__What is expected__.
Check each line of the data below for the string "instance", then state how many have it and nothing else.
── Data for the task
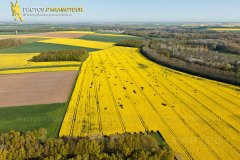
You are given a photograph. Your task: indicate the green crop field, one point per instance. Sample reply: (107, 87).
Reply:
(25, 118)
(40, 47)
(108, 38)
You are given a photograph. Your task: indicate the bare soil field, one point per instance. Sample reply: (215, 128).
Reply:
(55, 35)
(35, 88)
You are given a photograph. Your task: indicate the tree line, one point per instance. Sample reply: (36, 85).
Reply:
(206, 54)
(36, 145)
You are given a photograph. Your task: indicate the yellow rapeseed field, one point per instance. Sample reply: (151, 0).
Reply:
(118, 91)
(79, 43)
(224, 29)
(18, 63)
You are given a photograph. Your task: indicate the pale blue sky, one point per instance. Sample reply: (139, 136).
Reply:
(134, 10)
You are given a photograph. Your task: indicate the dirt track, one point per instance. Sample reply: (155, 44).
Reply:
(35, 88)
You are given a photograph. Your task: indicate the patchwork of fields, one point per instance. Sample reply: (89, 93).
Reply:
(118, 91)
(19, 63)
────
__Exercise response__.
7